TRY IT
A word-for-word transcription of every record is needed.

DATA LISTING
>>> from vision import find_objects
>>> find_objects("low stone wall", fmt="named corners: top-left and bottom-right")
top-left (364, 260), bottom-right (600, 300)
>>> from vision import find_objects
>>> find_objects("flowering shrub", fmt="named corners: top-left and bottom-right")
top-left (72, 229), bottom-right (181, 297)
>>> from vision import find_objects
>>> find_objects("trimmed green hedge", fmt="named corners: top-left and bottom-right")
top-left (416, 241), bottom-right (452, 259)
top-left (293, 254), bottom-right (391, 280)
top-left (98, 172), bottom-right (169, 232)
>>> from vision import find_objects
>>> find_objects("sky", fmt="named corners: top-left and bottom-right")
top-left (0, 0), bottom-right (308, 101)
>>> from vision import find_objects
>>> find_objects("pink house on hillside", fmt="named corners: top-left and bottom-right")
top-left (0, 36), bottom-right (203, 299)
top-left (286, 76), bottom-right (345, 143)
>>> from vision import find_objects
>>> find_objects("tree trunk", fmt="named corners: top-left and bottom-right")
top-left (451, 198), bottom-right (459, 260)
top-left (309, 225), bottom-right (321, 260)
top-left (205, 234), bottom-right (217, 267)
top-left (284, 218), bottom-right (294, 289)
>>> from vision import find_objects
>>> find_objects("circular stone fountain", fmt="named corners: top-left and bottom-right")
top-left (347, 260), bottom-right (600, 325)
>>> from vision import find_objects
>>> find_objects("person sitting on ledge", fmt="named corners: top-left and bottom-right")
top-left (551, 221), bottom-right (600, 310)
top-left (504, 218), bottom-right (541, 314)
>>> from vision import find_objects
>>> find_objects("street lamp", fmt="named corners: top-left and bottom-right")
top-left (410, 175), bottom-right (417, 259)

EXERCISE OUTPUT
>>> from vision import find_objects
>>> find_objects("low stone wall", fmt="named corners: top-left and bottom-right")
top-left (364, 260), bottom-right (600, 300)
>>> from vision import find_objects
>>> find_objects("flowering shrub", fmt="named corners: top-left and bottom-right")
top-left (72, 229), bottom-right (181, 297)
>>> from vision import find_objects
>>> find_objects("trimmed green hedge", fmt="named corners: top-left and bottom-right")
top-left (416, 241), bottom-right (452, 259)
top-left (293, 254), bottom-right (391, 280)
top-left (98, 172), bottom-right (169, 232)
>>> from vision import find_objects
>>> find_objects("sky", fmt="named corners: top-left and bottom-right")
top-left (0, 0), bottom-right (308, 101)
>>> from vision import find_objects
>>> find_objects("pink house on hillside", fmt="named corners: top-left and bottom-right")
top-left (0, 36), bottom-right (203, 299)
top-left (286, 76), bottom-right (345, 143)
>>> from vision import find_objects
>>> find_objects("tree trunk", fmt="named corners: top-left and bottom-right")
top-left (451, 198), bottom-right (459, 260)
top-left (309, 225), bottom-right (321, 260)
top-left (205, 234), bottom-right (217, 267)
top-left (284, 218), bottom-right (294, 289)
>>> from vision import find_objects
>>> find_objects("circular stone fountain", fmt="named corners: top-left and bottom-right")
top-left (347, 260), bottom-right (600, 325)
>>> from vision import find_objects
>>> find_objects("person sitting on ledge", fmt="named corners: top-left and bottom-right")
top-left (551, 221), bottom-right (600, 310)
top-left (504, 218), bottom-right (541, 314)
>>> from vision import find_objects
>>> find_objects("street lamp", fmt="named corners: top-left and bottom-right")
top-left (410, 175), bottom-right (417, 259)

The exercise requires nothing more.